_Task brief_
Render the material below, from the line with "Reviewer note: check that each instance of the water" to the line with "Query: outstretched wing", as a Markdown table with columns Number and Entry. Give each non-blank line its own row, with its running number under Number and its text under Entry, and include no other lines.

_Records for processing_

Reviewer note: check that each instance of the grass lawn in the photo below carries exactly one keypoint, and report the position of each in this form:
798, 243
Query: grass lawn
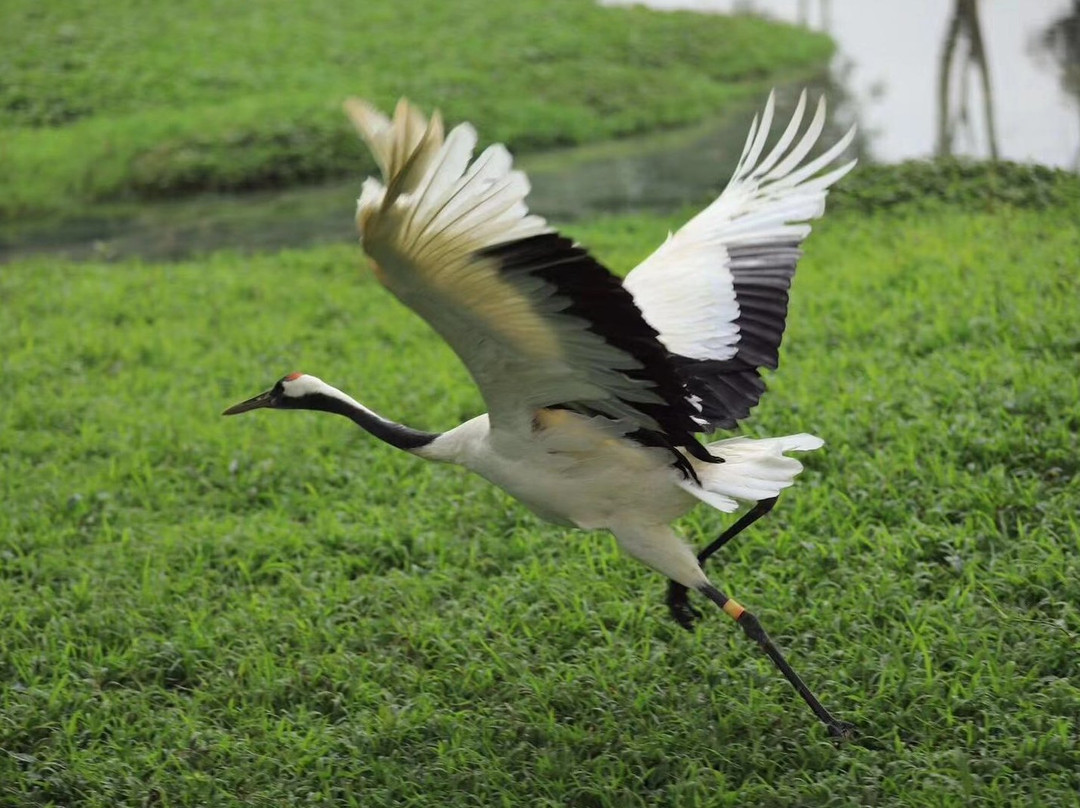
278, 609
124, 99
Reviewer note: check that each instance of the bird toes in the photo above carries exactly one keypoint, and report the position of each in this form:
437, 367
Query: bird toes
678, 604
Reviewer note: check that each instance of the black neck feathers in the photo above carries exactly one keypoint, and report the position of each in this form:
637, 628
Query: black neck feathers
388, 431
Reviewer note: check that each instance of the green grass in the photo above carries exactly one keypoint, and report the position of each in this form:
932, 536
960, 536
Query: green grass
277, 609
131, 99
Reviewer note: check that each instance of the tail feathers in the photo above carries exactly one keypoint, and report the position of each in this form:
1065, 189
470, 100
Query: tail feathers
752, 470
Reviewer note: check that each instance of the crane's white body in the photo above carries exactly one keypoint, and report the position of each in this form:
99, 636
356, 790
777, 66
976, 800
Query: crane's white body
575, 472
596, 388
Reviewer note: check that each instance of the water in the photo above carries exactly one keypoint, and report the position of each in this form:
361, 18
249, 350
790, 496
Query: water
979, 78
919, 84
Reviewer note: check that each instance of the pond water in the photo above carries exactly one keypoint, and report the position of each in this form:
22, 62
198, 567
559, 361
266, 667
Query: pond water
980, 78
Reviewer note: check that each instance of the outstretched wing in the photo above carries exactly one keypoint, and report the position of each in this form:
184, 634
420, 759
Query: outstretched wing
==
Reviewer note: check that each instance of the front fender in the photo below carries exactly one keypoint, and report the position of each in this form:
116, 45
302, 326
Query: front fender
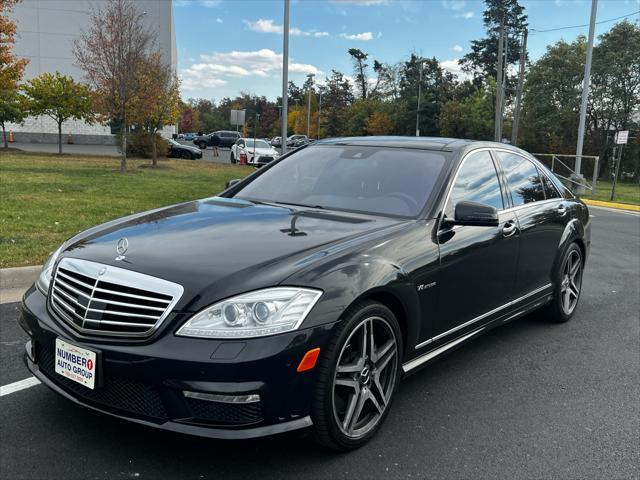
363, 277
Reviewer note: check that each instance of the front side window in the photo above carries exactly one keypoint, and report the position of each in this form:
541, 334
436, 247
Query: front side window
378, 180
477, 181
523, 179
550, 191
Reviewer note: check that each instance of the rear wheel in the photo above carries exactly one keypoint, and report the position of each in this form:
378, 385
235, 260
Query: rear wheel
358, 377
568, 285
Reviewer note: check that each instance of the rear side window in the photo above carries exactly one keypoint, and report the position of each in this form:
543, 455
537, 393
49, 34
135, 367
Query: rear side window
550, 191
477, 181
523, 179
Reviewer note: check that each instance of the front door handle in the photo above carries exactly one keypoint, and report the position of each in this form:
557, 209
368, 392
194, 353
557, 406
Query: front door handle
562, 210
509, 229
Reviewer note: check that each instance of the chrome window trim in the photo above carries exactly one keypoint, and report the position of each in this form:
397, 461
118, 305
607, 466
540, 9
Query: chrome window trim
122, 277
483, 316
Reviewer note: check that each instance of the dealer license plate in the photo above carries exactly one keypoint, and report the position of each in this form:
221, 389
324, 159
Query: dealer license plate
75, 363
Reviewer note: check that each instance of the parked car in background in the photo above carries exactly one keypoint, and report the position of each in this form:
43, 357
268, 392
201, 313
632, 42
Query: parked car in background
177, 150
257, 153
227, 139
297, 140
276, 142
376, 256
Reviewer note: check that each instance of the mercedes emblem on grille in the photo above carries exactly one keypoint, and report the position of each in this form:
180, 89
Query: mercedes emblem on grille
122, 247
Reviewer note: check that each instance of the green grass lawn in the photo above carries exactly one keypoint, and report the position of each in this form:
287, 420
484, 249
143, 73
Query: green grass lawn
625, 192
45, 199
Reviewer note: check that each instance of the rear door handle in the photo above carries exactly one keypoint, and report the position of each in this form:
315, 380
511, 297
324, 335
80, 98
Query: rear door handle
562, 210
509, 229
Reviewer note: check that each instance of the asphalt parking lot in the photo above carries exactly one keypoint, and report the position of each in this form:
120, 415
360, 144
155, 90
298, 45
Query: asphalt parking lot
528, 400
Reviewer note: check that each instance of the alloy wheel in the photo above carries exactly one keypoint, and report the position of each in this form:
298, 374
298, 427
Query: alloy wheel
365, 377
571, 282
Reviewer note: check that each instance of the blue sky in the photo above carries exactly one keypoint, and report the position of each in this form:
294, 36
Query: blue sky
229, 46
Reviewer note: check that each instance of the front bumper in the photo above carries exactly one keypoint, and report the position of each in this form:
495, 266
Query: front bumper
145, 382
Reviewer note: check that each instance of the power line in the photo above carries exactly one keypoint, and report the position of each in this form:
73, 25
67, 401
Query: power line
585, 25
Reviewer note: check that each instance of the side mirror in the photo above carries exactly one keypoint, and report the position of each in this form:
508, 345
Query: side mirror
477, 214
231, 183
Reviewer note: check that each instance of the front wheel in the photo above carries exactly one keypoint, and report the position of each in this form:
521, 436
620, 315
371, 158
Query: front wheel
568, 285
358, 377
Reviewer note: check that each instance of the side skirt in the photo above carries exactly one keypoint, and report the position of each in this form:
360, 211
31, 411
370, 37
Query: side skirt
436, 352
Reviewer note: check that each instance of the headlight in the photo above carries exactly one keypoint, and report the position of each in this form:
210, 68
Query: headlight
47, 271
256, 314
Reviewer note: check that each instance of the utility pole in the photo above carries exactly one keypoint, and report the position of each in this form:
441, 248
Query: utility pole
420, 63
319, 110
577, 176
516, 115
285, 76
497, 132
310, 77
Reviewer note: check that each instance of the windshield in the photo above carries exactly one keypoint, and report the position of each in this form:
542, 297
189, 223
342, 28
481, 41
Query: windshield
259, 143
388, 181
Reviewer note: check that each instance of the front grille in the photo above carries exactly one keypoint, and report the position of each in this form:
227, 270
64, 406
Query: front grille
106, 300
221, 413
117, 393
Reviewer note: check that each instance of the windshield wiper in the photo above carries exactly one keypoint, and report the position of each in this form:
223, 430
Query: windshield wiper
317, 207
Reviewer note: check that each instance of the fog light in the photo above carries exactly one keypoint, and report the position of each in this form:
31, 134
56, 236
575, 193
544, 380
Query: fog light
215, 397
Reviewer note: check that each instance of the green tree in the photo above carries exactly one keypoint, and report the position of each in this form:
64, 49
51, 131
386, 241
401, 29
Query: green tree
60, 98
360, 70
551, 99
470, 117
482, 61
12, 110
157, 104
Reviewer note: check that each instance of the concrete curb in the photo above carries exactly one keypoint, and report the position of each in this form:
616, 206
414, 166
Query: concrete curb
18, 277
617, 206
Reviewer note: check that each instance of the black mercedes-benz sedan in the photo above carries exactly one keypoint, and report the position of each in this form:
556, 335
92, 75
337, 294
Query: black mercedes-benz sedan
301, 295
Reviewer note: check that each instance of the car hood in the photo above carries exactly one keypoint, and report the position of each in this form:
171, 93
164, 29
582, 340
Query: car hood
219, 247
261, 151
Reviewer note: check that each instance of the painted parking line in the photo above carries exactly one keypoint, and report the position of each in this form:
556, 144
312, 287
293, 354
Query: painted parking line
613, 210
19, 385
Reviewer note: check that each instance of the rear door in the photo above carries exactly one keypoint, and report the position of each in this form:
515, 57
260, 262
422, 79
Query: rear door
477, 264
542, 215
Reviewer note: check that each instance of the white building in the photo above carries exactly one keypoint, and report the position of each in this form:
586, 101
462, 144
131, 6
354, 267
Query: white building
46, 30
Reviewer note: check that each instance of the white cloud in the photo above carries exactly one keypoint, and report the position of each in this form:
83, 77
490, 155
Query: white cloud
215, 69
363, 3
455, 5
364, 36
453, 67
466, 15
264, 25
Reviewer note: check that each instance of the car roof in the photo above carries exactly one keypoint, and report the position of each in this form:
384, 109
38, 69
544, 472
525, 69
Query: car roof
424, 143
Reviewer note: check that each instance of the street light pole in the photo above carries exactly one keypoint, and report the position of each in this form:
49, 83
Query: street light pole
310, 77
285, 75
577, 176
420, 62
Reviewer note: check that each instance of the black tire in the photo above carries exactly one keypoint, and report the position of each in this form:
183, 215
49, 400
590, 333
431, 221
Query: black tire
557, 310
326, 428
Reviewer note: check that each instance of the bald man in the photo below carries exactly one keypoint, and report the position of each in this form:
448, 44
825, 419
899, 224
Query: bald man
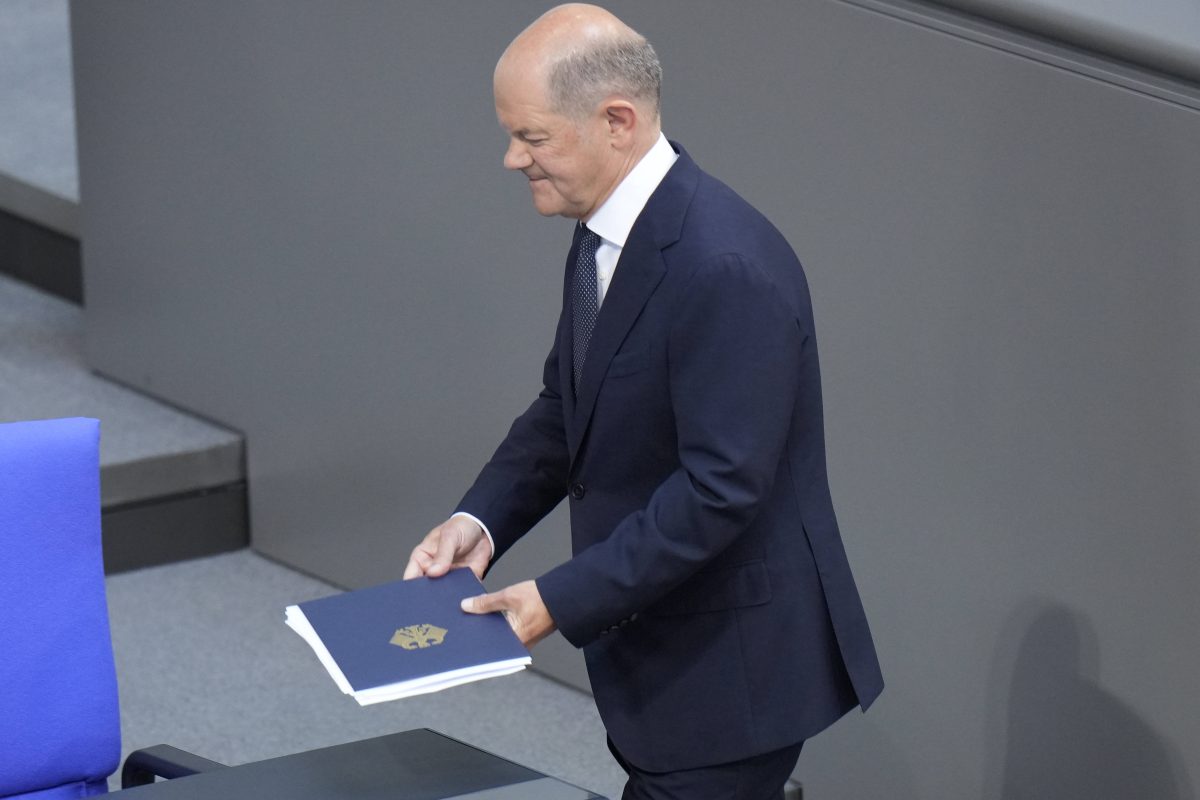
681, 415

_Solution to the problem_
| Number | Entry |
|---|---|
| 1 | Reviewer note: check that each instance of the water in the photo above carries exactly one keypoint, and report the position of each in this form: |
| 2 | 361, 18 |
| 3 | 249, 350 |
| 4 | 790, 496 |
| 5 | Query: water |
| 6 | 979, 78 |
| 7 | 919, 84 |
| 8 | Reviewer note: check that each instance of the pond water in the photo above carries exactly one keypoint, and report the position of each in this form: |
| 9 | 22, 62 |
| 10 | 198, 567 |
| 11 | 559, 361 |
| 12 | 266, 667 |
| 13 | Query: pond water |
| 14 | 980, 78 |
| 15 | Reviewer note: check that each instance of the outstretched wing in the photo above carries exactly one keypoint, and report the position of each in this form: |
| 16 | 184, 634 |
| 17 | 420, 759 |
| 18 | Query: outstretched wing |